Saved entries
>>>>
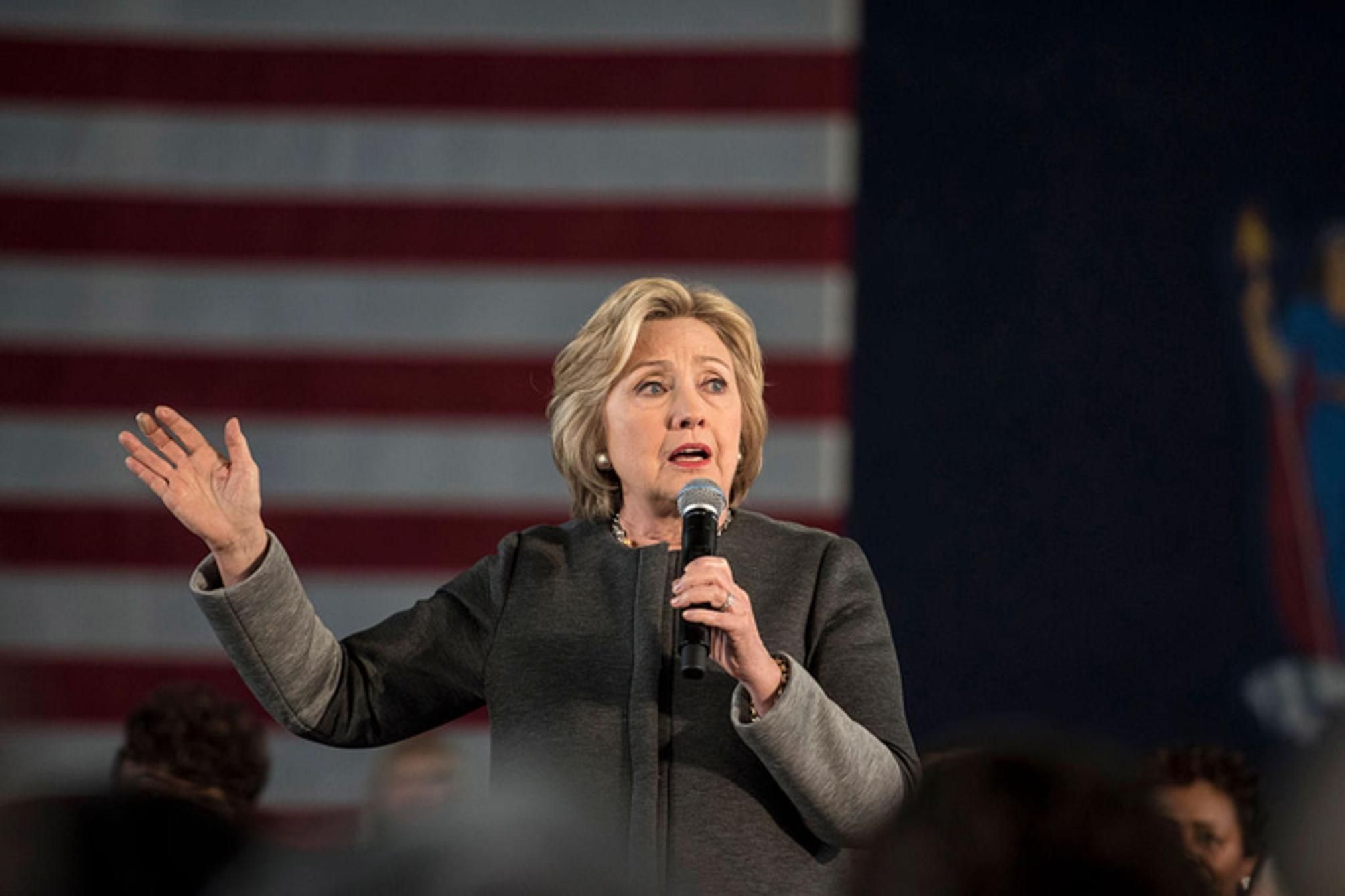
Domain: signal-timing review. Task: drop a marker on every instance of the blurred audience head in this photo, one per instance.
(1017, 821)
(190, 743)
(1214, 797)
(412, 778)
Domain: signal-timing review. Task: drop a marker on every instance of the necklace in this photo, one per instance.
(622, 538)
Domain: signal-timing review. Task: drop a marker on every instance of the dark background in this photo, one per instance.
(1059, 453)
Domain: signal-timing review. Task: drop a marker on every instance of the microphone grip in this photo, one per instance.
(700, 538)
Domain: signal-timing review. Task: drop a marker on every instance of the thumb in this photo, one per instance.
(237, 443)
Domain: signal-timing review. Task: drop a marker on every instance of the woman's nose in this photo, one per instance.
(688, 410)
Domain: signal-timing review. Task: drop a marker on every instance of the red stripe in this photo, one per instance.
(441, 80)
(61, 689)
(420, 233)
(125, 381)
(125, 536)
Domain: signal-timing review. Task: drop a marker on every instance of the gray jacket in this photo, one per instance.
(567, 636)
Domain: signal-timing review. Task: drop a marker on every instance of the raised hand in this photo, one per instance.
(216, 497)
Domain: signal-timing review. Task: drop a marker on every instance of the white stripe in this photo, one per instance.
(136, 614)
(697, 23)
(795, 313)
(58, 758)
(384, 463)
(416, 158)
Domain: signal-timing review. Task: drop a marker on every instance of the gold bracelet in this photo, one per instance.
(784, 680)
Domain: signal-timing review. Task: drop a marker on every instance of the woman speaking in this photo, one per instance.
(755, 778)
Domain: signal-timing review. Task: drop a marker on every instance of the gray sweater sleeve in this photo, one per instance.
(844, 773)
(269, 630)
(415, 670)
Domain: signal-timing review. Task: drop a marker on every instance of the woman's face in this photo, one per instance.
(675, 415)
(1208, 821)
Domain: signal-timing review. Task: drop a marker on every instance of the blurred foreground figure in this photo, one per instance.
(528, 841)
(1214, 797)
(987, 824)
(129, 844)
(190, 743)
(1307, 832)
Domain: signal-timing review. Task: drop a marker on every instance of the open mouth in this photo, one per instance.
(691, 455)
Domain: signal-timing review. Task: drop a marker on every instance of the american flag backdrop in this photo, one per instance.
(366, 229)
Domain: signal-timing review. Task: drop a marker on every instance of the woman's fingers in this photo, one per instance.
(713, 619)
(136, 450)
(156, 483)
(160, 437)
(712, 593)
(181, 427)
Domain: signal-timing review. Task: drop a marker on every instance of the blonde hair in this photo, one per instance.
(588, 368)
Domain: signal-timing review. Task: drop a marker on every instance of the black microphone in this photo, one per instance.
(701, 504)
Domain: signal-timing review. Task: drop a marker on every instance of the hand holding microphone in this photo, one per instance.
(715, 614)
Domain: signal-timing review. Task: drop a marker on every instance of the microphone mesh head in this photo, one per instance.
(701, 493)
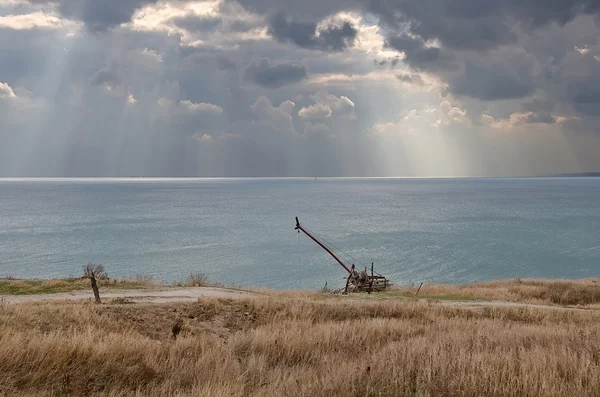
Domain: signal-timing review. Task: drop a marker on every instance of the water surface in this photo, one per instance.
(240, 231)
<<<<
>>>>
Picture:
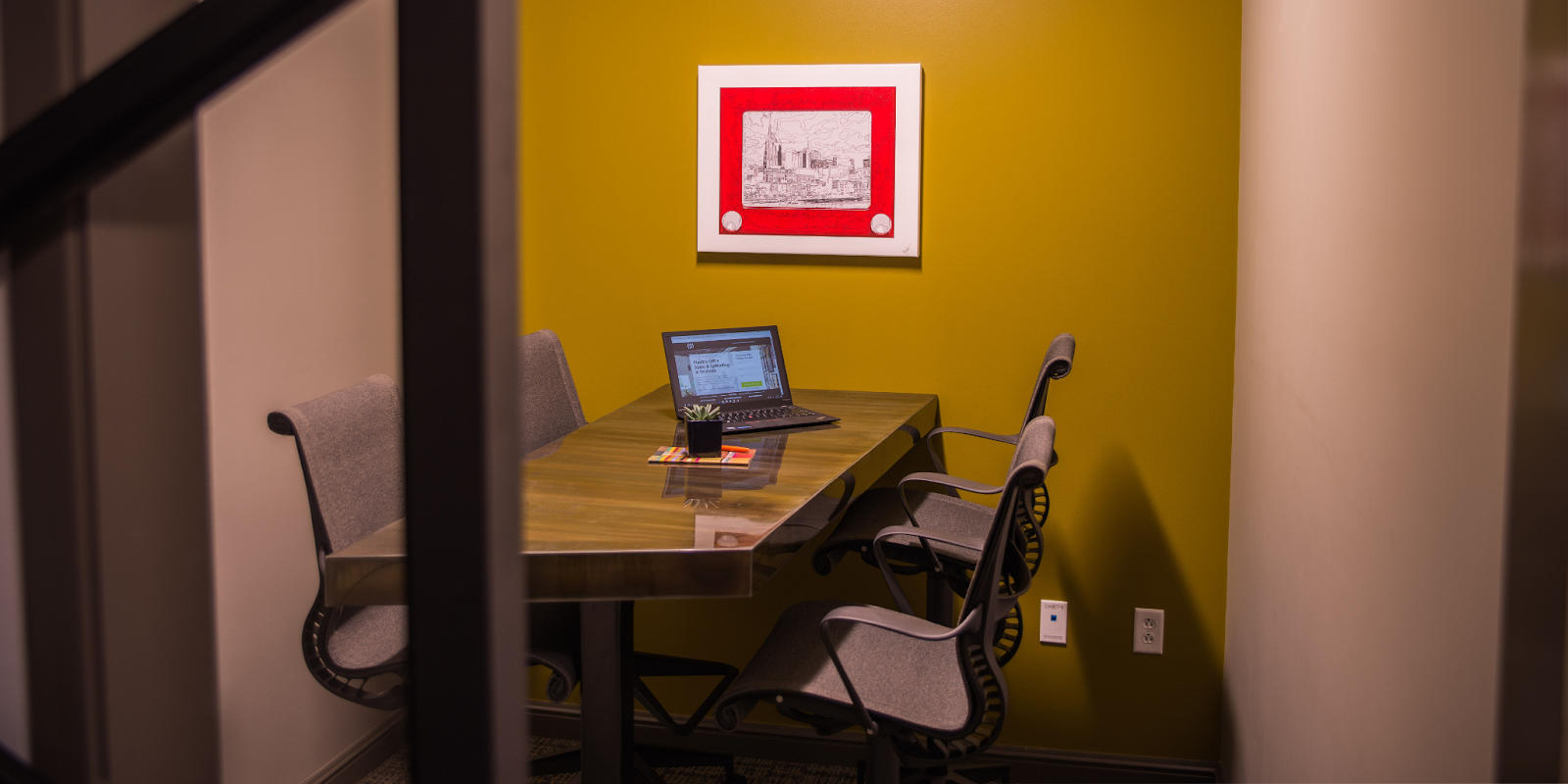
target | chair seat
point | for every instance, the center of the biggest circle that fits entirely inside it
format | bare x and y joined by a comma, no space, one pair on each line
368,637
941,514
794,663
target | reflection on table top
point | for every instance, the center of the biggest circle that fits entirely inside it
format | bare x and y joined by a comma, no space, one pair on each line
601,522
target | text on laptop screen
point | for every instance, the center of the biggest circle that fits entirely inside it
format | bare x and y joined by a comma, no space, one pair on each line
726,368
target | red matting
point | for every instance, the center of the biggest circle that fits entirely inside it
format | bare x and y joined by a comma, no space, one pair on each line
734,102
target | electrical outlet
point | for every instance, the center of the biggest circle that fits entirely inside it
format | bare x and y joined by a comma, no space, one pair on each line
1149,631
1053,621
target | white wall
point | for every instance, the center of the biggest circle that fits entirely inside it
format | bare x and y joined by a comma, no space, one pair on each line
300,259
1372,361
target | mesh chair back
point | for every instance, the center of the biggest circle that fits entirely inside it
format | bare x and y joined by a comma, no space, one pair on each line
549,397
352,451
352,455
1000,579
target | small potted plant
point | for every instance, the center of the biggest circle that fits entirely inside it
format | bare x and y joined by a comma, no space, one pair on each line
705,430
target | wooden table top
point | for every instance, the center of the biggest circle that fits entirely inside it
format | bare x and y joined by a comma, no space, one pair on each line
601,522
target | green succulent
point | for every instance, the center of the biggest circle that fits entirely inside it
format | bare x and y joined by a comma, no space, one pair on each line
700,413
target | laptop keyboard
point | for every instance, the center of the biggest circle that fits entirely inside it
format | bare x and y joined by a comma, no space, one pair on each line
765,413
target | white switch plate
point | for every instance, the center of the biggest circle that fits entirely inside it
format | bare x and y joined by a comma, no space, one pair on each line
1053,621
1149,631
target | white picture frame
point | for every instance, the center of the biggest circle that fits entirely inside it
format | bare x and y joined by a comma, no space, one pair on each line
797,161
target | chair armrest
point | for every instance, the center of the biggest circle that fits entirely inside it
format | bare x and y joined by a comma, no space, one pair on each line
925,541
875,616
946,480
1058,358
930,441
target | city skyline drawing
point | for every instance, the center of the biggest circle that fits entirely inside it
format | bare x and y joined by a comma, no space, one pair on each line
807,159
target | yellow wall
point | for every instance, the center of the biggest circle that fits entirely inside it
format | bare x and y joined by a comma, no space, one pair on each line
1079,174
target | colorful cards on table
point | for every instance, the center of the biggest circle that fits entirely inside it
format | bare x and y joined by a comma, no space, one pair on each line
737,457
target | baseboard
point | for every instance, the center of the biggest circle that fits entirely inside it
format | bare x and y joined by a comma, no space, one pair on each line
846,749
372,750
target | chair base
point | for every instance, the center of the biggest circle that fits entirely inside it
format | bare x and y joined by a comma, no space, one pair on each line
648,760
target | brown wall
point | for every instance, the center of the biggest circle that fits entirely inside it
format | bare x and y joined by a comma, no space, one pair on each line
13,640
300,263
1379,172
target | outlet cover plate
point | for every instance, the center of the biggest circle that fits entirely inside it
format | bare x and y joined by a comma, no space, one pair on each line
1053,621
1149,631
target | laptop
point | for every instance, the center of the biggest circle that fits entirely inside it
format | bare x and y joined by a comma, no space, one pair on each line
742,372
<<<<
>>>>
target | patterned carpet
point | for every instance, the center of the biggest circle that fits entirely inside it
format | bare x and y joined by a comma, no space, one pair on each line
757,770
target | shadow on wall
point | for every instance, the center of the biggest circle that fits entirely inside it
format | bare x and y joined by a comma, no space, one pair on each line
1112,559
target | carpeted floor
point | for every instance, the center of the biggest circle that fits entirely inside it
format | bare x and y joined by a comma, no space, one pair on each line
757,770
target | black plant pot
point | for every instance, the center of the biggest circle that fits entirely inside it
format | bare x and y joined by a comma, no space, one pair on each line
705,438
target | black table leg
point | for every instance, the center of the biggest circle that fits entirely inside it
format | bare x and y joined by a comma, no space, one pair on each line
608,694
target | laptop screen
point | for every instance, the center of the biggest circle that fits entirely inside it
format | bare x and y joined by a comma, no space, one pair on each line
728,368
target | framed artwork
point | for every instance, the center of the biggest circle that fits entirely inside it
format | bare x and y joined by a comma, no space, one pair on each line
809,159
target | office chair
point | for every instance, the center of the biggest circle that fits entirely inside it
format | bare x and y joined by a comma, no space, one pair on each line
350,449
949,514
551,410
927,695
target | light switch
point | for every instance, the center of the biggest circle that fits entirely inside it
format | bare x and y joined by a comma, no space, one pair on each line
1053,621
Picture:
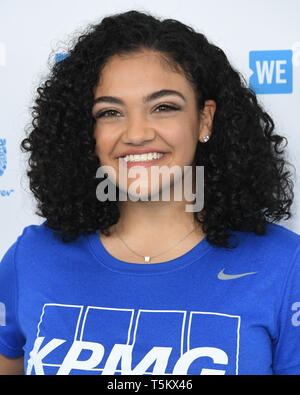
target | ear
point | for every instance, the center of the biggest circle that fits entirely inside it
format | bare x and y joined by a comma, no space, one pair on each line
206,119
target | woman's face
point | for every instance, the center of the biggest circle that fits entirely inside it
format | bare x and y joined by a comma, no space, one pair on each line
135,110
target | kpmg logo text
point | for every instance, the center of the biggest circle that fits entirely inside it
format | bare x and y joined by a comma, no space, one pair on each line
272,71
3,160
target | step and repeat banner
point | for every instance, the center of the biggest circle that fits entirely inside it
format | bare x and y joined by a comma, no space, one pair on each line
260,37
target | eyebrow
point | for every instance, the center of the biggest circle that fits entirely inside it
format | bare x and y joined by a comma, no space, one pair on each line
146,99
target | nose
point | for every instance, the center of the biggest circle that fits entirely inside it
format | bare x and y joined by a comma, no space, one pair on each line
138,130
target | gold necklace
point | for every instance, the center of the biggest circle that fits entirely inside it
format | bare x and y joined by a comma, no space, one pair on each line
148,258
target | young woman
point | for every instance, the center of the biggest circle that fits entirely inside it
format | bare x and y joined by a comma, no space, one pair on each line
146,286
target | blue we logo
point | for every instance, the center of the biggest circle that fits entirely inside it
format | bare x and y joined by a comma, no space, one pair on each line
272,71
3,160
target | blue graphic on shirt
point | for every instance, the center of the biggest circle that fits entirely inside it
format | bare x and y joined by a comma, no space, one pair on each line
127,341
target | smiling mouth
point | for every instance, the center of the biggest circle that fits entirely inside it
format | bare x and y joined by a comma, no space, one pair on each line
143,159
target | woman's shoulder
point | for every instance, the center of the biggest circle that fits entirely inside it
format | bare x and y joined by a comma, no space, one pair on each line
<<<<
Task to carry out
Please show the lines in the entries above that hold the string "table".

Expected output
target | reflection on table top
target | wooden table top
target | colorful cards on table
target | black table leg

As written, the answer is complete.